Короткая задача A
Перепишите записи, заменив в них «carved stone column» на «stone pillar» и ничего больше не меняя. Картинки в ответ не включайте.

Уже «публичная власть — суд», полиция сословные корпорации оказываются у Гегеля зародышами государственной власти, блюдут «общие дела», «общие интересы» индивидов гражданского общества. В них неизбежно сфера гражданского общества переходит поэтому в государство» (№ 256).

Третья ступень развития объективного бытия — государство потому и оказывается у Гегеля не только логическим завершением, но и логической конечной основой всего развития, его «определяющим моментом»: «В развитии научного понятия государство кажется результатом, на самом же деле оно оказывается истинным основанием». Оно, согласно Гегелю, не служит интересам отдельных лиц, но господствует как самоцель: оно не просто продукт общей воли, как представлял ее себе Руссо — т.е. воли всех его граждан; оно есть разумная воля, всеобщая воля, «единство всеобщности и частности», нравственный организм, реализующийся «объективный дух». Как «внешняя необходимость», как сфера, в которой устанавливается полное единство между правами и обязанностями человека-гражданина, государство противопоставляется Гегелем гражданскому обществу: и в этом, несомненно, подготовительная ступень к дальнейшему марксистскому пониманию взаимоотношений общества и государства. Но именно поэтому гегелево государство не следует представлять как нечто совершенно чуждое гражданскому обществу. Стоя над ним, государство вместе с тем развивается из него: это то же «гражданское общество», но лишь разумно осознанное, приведенное в систему, рационализированное – логическое завершение, разумная форма бытия «гражданского общества». Логическое развитие у Гегеля необходимо ведет от семьи, этой простейшей организации частной собственности, к обществу частных собственников и к наиболее рациональной его форме, которая, согласно гегелевской телеологии, обусловливает процесс, — к государству. Государство «живет лишь постольку, поскольку оба момента, семья и гражданское общество, развиты в нем» («Rechtsphilosophie», прилож. К № 267). В его орудии — законах — обеспечивается свободная воля индивида и в то же время ограничивается его произвол, потому что сами эти законы — лишь «результат практики», вырастают из общественных отношений.

Извлечённые данные
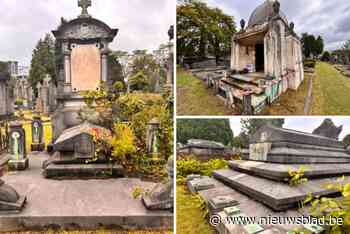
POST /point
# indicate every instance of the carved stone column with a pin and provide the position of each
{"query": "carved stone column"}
(104, 61)
(67, 68)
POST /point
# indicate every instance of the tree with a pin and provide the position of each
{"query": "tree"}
(202, 30)
(346, 45)
(346, 140)
(43, 60)
(115, 70)
(218, 130)
(143, 69)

Короткая задача B
Ответьте по тексту о гегелевском учении о государстве:
(i) Какой по счёту ступенью развития объективного бытия названо государство?
(ii) С чьим представлением об общей воле сопоставляется гегелевское понимание государства?
(iii) Что названо орудием государства?

Правильный ответ A
POST /point
# indicate every instance of the stone pillar with a pin and provide the position of each
{"query": "stone pillar"}
(104, 61)
(67, 68)
POST /point
# indicate every instance of the tree with a pin and provide the position of each
{"query": "tree"}
(202, 30)
(346, 45)
(346, 140)
(43, 60)
(115, 70)
(218, 130)
(143, 69)

Правильный ответ B
(i) Третьей.
(ii) С представлением Руссо.
(iii) Законы.